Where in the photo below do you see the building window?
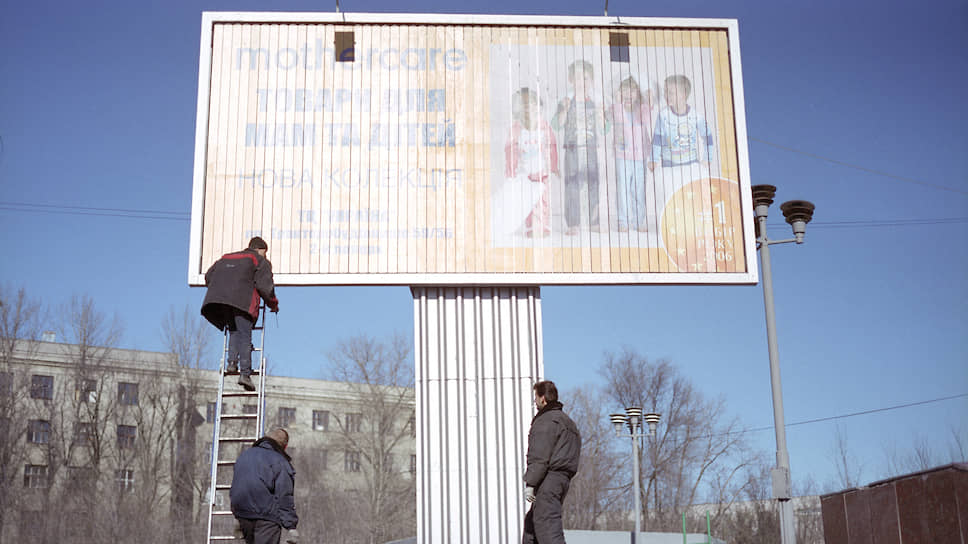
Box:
[67,467,96,493]
[27,419,50,444]
[30,374,54,400]
[74,378,97,402]
[346,414,363,433]
[118,382,138,406]
[114,468,134,493]
[0,372,13,397]
[74,422,94,446]
[343,451,360,472]
[118,425,138,448]
[313,410,329,431]
[20,510,43,542]
[24,465,47,489]
[279,406,296,427]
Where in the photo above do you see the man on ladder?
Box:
[202,236,279,391]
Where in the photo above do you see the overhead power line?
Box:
[767,217,968,229]
[737,393,968,433]
[750,136,968,195]
[0,201,191,221]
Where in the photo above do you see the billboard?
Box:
[189,13,756,285]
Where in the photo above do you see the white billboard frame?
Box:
[188,12,758,286]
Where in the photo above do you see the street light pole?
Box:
[753,185,814,544]
[609,407,662,543]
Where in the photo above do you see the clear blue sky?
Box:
[0,0,968,492]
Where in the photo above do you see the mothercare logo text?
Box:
[235,39,467,72]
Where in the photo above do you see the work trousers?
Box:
[228,311,254,376]
[564,146,599,227]
[237,518,282,544]
[521,472,571,544]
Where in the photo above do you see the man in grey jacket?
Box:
[229,429,299,544]
[521,381,581,544]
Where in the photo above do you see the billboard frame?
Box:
[188,12,758,286]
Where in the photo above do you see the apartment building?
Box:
[0,338,416,542]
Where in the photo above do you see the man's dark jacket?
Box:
[229,437,299,529]
[524,401,581,489]
[202,249,279,330]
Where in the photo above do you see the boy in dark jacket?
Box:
[521,381,581,544]
[202,236,279,391]
[229,429,299,544]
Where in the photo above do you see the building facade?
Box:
[0,341,416,542]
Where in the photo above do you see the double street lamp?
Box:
[609,406,662,542]
[752,185,815,544]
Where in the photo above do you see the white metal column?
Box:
[411,286,544,544]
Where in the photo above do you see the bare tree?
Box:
[162,306,215,543]
[602,348,756,530]
[0,286,43,540]
[328,335,416,544]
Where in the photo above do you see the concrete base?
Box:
[411,287,544,544]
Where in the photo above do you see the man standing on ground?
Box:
[521,381,581,544]
[229,429,299,544]
[202,236,279,391]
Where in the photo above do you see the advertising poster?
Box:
[189,14,756,284]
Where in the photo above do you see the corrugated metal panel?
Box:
[190,12,756,284]
[820,493,848,544]
[413,287,542,544]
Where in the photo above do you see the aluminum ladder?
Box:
[205,305,268,543]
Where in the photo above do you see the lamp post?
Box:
[609,406,662,542]
[752,185,815,544]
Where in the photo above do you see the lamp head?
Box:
[780,200,816,244]
[752,185,776,217]
[625,406,642,432]
[642,412,662,436]
[608,414,628,436]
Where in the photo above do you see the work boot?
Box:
[239,374,255,391]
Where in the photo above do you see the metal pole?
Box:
[756,212,796,544]
[632,428,642,543]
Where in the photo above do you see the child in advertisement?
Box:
[648,74,713,171]
[551,60,601,236]
[504,87,558,238]
[606,76,652,232]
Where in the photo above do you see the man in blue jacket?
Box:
[521,381,581,544]
[202,236,279,391]
[229,429,299,544]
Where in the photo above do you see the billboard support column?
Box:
[411,286,544,544]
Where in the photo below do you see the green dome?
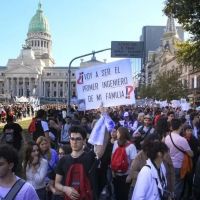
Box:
[28,3,50,33]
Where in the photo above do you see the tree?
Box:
[139,71,187,100]
[138,85,154,99]
[154,71,187,100]
[176,41,200,69]
[164,0,200,41]
[164,0,200,68]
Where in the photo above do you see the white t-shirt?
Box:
[0,177,39,200]
[165,132,191,168]
[26,158,48,190]
[112,141,137,174]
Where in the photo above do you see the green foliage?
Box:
[139,85,154,99]
[139,71,187,100]
[176,41,200,69]
[154,71,187,100]
[164,0,200,69]
[164,0,200,41]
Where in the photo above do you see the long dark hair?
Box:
[117,127,130,146]
[23,141,41,172]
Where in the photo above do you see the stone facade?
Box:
[145,17,200,103]
[0,3,103,102]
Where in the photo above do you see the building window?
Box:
[183,79,187,88]
[191,78,194,89]
[197,76,200,88]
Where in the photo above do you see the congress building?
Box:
[0,3,103,102]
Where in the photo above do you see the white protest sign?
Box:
[181,102,191,111]
[76,59,135,110]
[171,100,181,108]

• • •

**What is expected**
Reproduce the lines between the one holding "Where in the photo above do you see the billboard support" and the one holding "[28,3,50,33]", inclusive, switching "green dome" to "copper dome" and changing nothing else. Leave the pictures out.

**Written response**
Where in the photo above do you see the billboard support column?
Box:
[411,286,544,544]
Where in the photo below do you see the copper dome?
Box:
[28,3,50,33]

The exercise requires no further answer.